------ Data supplied ------

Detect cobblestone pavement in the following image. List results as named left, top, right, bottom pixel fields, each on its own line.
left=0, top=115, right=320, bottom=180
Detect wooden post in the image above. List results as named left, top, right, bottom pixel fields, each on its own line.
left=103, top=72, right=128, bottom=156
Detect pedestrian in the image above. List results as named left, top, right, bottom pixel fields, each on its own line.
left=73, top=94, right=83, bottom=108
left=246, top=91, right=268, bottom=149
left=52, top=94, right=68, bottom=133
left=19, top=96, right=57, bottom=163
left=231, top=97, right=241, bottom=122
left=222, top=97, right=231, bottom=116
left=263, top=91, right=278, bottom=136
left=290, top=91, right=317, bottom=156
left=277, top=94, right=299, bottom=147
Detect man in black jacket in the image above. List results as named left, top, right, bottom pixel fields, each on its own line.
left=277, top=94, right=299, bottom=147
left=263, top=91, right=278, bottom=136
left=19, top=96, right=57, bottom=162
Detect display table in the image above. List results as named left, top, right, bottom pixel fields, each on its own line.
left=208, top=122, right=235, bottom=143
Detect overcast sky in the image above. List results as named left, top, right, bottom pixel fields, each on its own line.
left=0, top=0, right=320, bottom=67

------
------ Data supplied ------

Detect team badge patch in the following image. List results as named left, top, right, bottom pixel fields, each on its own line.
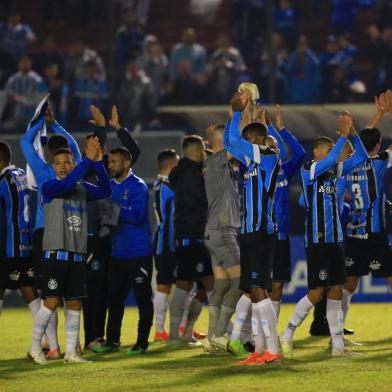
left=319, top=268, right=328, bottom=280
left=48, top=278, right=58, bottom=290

------

• Goal
Switch "overcast sky" to "cloudy sky" and write out everything in the listing from the line containing "Detect display table" down to the line containing "left=0, top=0, right=320, bottom=67", with no other change.

• Correct output
Detect display table in the image above. List results as named left, top, right, bottom pixel fields, each on its own line.
left=208, top=122, right=235, bottom=143
Detect cloudy sky in the image above. List results as named left, top, right, bottom pixel fields, each on its own line.
left=0, top=0, right=320, bottom=67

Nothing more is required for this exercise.